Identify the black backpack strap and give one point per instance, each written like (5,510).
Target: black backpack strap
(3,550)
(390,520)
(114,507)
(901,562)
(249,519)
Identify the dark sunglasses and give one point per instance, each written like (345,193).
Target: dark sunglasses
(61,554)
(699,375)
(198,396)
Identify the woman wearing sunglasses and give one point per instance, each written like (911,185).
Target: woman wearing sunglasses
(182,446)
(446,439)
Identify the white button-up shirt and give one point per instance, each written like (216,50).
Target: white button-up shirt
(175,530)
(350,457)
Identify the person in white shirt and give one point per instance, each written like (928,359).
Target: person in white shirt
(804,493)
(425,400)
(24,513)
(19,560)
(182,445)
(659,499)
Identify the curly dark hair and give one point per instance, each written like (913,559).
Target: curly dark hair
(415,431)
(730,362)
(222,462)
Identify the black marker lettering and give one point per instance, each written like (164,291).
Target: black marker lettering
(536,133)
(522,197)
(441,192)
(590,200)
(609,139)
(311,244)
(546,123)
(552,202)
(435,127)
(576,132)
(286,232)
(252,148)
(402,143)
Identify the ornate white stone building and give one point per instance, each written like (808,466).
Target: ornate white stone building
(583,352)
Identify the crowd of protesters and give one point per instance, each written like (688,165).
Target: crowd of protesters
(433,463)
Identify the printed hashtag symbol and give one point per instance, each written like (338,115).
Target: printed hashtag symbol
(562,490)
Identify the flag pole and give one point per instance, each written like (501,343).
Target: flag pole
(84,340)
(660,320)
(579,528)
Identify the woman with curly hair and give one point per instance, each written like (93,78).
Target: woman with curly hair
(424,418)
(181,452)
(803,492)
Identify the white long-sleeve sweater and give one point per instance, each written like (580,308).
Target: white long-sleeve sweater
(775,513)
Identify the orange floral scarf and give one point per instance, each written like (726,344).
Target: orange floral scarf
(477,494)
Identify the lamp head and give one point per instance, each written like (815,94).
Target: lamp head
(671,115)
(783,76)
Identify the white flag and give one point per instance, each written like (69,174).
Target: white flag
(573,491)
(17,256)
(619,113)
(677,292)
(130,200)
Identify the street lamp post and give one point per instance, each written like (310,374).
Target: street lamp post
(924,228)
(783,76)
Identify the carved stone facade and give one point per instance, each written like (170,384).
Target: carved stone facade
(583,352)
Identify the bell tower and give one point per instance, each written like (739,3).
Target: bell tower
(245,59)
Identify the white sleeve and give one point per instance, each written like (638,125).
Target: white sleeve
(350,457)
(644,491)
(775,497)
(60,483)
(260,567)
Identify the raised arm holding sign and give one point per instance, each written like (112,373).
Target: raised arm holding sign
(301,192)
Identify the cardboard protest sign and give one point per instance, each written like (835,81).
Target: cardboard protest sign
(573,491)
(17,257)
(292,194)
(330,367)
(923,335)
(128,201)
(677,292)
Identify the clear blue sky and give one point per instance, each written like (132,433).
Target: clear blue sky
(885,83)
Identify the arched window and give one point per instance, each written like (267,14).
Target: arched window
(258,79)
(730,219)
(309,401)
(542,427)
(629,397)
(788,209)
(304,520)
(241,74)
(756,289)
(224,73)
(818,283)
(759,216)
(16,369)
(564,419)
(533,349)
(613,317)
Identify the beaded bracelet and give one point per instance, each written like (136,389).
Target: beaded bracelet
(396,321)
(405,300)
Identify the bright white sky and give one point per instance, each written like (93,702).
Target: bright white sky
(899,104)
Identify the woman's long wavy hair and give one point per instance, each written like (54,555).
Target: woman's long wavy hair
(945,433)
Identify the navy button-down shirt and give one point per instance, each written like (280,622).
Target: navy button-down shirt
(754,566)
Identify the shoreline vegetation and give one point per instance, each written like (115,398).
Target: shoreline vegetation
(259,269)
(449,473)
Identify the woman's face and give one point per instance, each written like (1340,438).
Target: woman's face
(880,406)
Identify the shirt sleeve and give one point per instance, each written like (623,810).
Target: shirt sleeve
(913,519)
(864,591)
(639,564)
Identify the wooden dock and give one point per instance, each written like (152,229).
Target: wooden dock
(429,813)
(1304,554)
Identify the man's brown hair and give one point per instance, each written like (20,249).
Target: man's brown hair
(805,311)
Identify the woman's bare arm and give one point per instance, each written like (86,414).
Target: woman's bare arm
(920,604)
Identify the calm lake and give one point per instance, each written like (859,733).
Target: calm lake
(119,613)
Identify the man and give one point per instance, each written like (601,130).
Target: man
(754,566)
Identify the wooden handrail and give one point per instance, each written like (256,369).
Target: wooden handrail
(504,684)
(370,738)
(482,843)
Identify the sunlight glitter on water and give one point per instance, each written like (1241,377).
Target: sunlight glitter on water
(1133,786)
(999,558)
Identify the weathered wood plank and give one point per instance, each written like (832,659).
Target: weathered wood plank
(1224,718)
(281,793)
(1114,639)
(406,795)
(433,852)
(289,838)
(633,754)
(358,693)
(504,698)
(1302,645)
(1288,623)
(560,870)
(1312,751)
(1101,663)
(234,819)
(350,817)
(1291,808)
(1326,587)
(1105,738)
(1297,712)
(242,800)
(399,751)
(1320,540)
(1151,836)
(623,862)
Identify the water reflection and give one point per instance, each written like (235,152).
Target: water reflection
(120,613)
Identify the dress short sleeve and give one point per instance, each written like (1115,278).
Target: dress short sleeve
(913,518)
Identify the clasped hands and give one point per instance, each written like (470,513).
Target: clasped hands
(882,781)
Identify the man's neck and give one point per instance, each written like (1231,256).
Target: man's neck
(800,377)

#####

__Task goal__. Reproduce all of the rows above verbatim, from the first through the last, without changing any character.

__The output__.
Identify the black backpack strap and give one point per instance, each written like (5,510).
Target: black backpack strap
(3,550)
(390,520)
(114,507)
(901,562)
(249,519)
Identify the dark sunglasses and give one point per instance, each written like (345,193).
Target: dark sunglasses
(61,554)
(699,375)
(198,396)
Identify the woman wearing sunglasses and give one point per instance, each written like (911,185).
Target: woman wearing sunglasses
(182,446)
(446,439)
Identify the white button-up shirt and give one point per instance, each written like (216,50).
Target: white button-up shirt
(175,530)
(350,457)
Identify the person in white shirt and give one point per instance, each written like (928,359).
Target: person in white shirt
(804,493)
(425,400)
(24,513)
(19,560)
(182,445)
(659,499)
Identify the curly dark hair and give one point per instance, each written like (913,559).
Target: curly dark hair
(415,431)
(730,362)
(222,462)
Identify the black marker lettering and give one point per instance, each written like (164,291).
Target: black marker lettering
(536,133)
(522,197)
(441,192)
(590,200)
(609,139)
(311,244)
(546,123)
(552,202)
(435,127)
(576,132)
(286,232)
(252,148)
(402,143)
Identify the ornate white stone building and give one point per instance, each written like (808,466).
Target: ornate white stone building
(583,352)
Identify the crowd of protesters and give one point per instance, each written like (688,165).
Target: crowd of protesters
(433,463)
Identify the printed hashtag symbol and give one point per instance, each written like (338,115).
Target: printed hashtag symbol
(562,490)
Identify the flag pole and give one point per instance, each written like (501,343).
Target: flag pole
(84,340)
(660,320)
(579,528)
Identify the woman with curly hair and give one point per instance, each written like (93,78).
Target: woman with curly hair
(424,418)
(181,452)
(803,492)
Identify the white long-sleeve sweater and give one point per instance, each written like (580,308).
Target: white long-sleeve sweater
(775,513)
Identify the orange floral scarf and give one point per instance, each written like (726,344).
Target: orange floral scarf
(477,494)
Identify the lamp head and give one point per instance, each written like (815,94).
Target: lamp head
(671,115)
(783,76)
Identify the white flag and give one point per instance, each written like (69,174).
Target: white flag
(573,491)
(17,256)
(619,113)
(677,292)
(130,200)
Identify the street lamp post and give one point per instance, each written like (310,374).
Target: street lamp post
(924,228)
(783,76)
Identify the carved stone facade and give one point per instance, each written like (170,384).
Target: carved stone facade
(583,352)
Identify the bell tower and give one point per instance, each written like (739,3).
Target: bell tower
(245,59)
Identify the white sleeve and give one point per instance, each written like (638,125).
Target: white sleeve
(350,457)
(644,491)
(775,497)
(60,483)
(260,567)
Identify the raised arm holding sign and give one point per instance, each written like (112,373).
Target: raised arm holding sign
(301,192)
Identify the cardboard protest sign and give one point per instance, each written like (835,81).
Target: cardboard protest sign
(573,491)
(17,257)
(292,194)
(330,367)
(923,335)
(128,201)
(677,292)
Identify the clear blue sky and give one point per instance, each written like (132,433).
Target: clear blue sky
(885,83)
Identify the arched window and give one point per instance, each written like (267,14).
Target: arched window
(258,79)
(730,219)
(309,401)
(542,427)
(629,397)
(788,209)
(304,520)
(241,74)
(756,289)
(224,73)
(818,283)
(759,216)
(16,369)
(564,419)
(533,349)
(613,317)
Identify the beaded bracelet and give one point per instance, each written like (136,389).
Target: beaded bracelet
(396,321)
(405,300)
Identify the bright white sky and give one point per instance, each written like (93,702).
Target: bright white sky
(899,104)
Identify the woman's long wavy hair and give one point per instance, each written like (54,555).
Target: woman's long wavy hair
(945,433)
Identify the navy button-down shirt and give one point per instance, each written like (280,622).
Target: navy button-down shirt
(754,566)
Identify the shoreline vegetation and give one point per instance, each written like (115,398).
Target: shoreline vegetation
(259,269)
(449,473)
Identify the woman's face and give one point per instance, each written like (1340,438).
Target: woman's face
(880,406)
Identify the shirt sleeve and give one point per instance, each written like (623,810).
Target: shirt sleeve
(913,519)
(864,591)
(639,564)
Identify the wooden dock and give one point per instance, each written like (152,229).
Target: wooden dock
(429,813)
(1304,554)
Identify the man's brown hair and give one point per instance, each written like (20,249).
Target: man's brown hair
(805,311)
Identify the woman's bare arm and give one point per instance, each written like (86,414).
Target: woman's bare arm
(920,604)
Identify the calm lake and give one point per instance, each written like (859,733).
Target: calm lake
(119,613)
Identify the man and give one point per instance, each written like (601,130).
Target: man
(754,566)
Identify the wooden handrail and give one point per instance, each written like (256,369).
Target: wooden handrail
(504,684)
(370,738)
(482,843)
Identify the sunlight glitter on water and give one point per instance, each written like (1241,377).
Target: sunlight glitter on water
(1133,786)
(999,558)
Identify the weathered wood plank and give one point per instance, each written like (832,659).
Target: weathered wood plank
(1224,718)
(281,793)
(1114,639)
(406,795)
(433,852)
(289,838)
(633,754)
(358,693)
(504,698)
(1302,645)
(1288,623)
(560,870)
(1312,751)
(1101,663)
(234,819)
(350,817)
(1291,808)
(1326,587)
(1105,738)
(1297,712)
(242,800)
(399,751)
(1320,540)
(1151,836)
(623,862)
Identify the water reflection and give one point per instance, each written like (235,152).
Target: water reflection
(120,613)
Identify the dress short sleeve and give one point per instance, each written like (1115,278).
Target: dress short sleeve
(913,518)
Identify the clasped hands and give one point per instance, each written like (470,513).
Target: clasped hands
(882,781)
Identify the man's neck and give one point per instance, each written like (1231,256).
Target: man's neck
(800,377)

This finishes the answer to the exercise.